SHORT TASK 1 — Print the part of the post on "values voters" starting with "Monday, November 26, 2007" and going on through "that in Jesus.".

PASSAGE PROVIDED —

● ● ● ● ●

Monday, November 26, 2007

"Values Voters": Big Government Liberals

Michael Tanner of the Cato Institute published an article last week
"What if Economic Conservatives Stay Home on Election Day?" and discusses "economic conservatives" abandonment of the Republican party…or rather, the Republican Party’s abandonment of economic conservatism. Religious conservatives, on the other hand, will maintain their support of Republicans with a level of faith rivaling that in Jesus.

He says:
There is no doubt that religious conservatives are an important part of the Republican coalition. Yet the media, and more importantly, the candidates, seem curiously unconcerned with another discontented part of that coalition: economic, small-government conservatives.

Yet it was the Republicans' big-spending, big-government ways that helped ensure their defeat in the 2006 midterm elections. It wasn't evangelical Christians or so-called "values voters" who deserted Republicans. Roughly 70 percent of white evangelicals and born-again Christians voted Republican in 2006, just a fraction less than in 2004.

● ● ● ● ●

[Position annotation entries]
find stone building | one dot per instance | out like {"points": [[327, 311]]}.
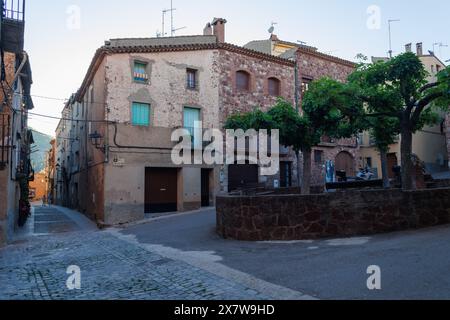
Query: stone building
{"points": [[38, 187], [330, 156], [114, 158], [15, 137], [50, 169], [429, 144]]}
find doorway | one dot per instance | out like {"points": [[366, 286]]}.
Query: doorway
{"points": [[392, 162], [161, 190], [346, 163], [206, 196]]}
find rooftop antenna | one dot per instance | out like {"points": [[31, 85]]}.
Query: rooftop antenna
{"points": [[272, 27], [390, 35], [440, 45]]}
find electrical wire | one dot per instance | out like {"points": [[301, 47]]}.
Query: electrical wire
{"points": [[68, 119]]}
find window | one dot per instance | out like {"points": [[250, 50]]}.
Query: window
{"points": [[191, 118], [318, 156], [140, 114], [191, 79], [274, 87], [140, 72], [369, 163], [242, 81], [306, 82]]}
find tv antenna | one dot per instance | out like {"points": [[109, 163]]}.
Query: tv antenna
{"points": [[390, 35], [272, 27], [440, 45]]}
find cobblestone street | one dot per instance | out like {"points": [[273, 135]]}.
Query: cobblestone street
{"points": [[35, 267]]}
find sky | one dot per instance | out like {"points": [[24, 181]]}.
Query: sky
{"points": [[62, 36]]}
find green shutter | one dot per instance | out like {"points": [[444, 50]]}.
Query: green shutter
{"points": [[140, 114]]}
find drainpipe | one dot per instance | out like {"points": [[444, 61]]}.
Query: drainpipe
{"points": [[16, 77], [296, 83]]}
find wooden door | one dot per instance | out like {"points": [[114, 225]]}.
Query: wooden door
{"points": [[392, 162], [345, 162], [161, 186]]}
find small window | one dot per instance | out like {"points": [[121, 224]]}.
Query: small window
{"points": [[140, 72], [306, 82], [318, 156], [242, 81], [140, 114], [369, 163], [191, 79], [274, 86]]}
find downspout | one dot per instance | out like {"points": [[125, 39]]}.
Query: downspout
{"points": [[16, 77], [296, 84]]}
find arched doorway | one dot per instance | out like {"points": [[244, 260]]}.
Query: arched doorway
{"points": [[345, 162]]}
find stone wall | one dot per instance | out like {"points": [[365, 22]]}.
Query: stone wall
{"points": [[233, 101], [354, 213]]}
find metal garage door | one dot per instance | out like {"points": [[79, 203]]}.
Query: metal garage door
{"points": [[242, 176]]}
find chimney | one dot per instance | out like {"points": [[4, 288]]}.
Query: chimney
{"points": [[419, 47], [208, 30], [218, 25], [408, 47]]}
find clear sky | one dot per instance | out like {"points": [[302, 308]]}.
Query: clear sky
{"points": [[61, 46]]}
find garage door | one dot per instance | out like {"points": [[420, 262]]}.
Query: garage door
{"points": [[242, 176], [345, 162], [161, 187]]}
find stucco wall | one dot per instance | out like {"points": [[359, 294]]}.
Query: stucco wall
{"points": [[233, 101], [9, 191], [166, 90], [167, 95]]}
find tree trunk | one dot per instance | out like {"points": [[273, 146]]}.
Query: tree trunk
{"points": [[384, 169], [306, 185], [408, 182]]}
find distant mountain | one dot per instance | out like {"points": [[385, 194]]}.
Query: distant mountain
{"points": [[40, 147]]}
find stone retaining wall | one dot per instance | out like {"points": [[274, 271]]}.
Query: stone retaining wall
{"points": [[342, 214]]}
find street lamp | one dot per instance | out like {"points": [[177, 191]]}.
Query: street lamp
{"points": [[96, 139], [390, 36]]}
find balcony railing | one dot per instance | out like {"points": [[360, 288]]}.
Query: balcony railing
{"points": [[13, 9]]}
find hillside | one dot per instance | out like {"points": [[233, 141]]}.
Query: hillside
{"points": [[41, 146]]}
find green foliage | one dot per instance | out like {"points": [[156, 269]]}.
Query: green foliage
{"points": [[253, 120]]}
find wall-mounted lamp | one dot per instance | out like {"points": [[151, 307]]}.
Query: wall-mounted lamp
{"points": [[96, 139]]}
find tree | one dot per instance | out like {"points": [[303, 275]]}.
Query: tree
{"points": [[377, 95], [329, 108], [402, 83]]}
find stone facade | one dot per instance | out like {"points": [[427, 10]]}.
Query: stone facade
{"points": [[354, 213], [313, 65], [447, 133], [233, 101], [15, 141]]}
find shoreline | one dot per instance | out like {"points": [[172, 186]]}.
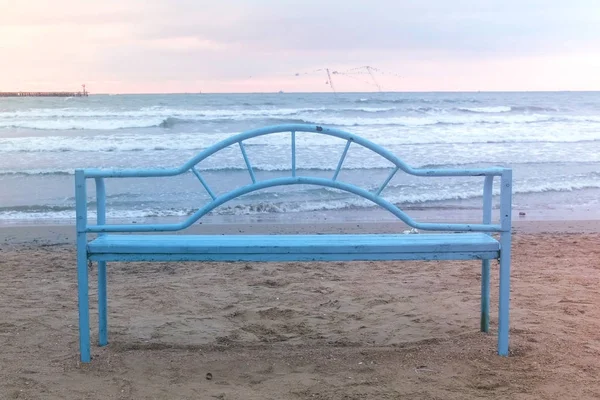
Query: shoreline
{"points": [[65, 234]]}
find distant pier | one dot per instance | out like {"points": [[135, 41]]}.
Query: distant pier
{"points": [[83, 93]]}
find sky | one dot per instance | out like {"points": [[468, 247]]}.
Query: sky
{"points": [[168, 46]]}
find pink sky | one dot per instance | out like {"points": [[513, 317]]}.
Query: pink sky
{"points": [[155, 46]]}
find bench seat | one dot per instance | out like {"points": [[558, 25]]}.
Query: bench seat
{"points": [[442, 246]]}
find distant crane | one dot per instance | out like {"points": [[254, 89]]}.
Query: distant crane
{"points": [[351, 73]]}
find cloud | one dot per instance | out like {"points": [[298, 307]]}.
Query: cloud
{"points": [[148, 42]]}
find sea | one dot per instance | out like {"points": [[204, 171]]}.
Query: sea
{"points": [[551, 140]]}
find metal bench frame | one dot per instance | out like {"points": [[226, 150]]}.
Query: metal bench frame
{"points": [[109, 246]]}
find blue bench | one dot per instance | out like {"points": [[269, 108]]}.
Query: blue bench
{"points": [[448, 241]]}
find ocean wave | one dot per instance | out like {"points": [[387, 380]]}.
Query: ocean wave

● ● ● ● ●

SHORT TASK 2 — In the entries, take the lines starting with the line with "find blue bench" and going on through the end of the entries. Give back only those lines with "blue" replaced by "red" and nothing else changed.

CORRECT RESPONSE 1 —
Monday, November 26, 2007

"Values Voters": Big Government Liberals

Michael Tanner of the Cato Institute published an article last week
"What if Economic Conservatives Stay Home on Election Day?" and discusses "economic conservatives" abandonment of the Republican party…or rather, the Republican Party’s abandonment of economic conservatism. Religious conservatives, on the other hand, will maintain their support of Republicans with a level of faith rivaling that in Jesus.

CORRECT RESPONSE 2 —
find red bench | one dot per instance | out like {"points": [[269, 108]]}.
Query: red bench
{"points": [[448, 241]]}
find ocean wave | one dot per instance | out like {"points": [[387, 380]]}.
Query: ocean wave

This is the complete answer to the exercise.